[Stored records]

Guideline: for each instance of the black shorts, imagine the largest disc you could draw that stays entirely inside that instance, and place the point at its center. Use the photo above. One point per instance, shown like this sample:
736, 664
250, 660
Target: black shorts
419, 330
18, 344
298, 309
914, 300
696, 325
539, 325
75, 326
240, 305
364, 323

# TASK BRIEF
Repeat every line of the data precisely.

# ANSWER TO THIS TASK
Guideline: for each instance of the black shorts, imagine the largest disc you could draw that stays entirely inside that instance, and place the point at its center. Use the photo above. One point per instance, shown like this sample:
736, 664
250, 660
Target: black shorts
419, 330
18, 344
298, 309
914, 300
696, 325
539, 325
75, 326
240, 305
364, 323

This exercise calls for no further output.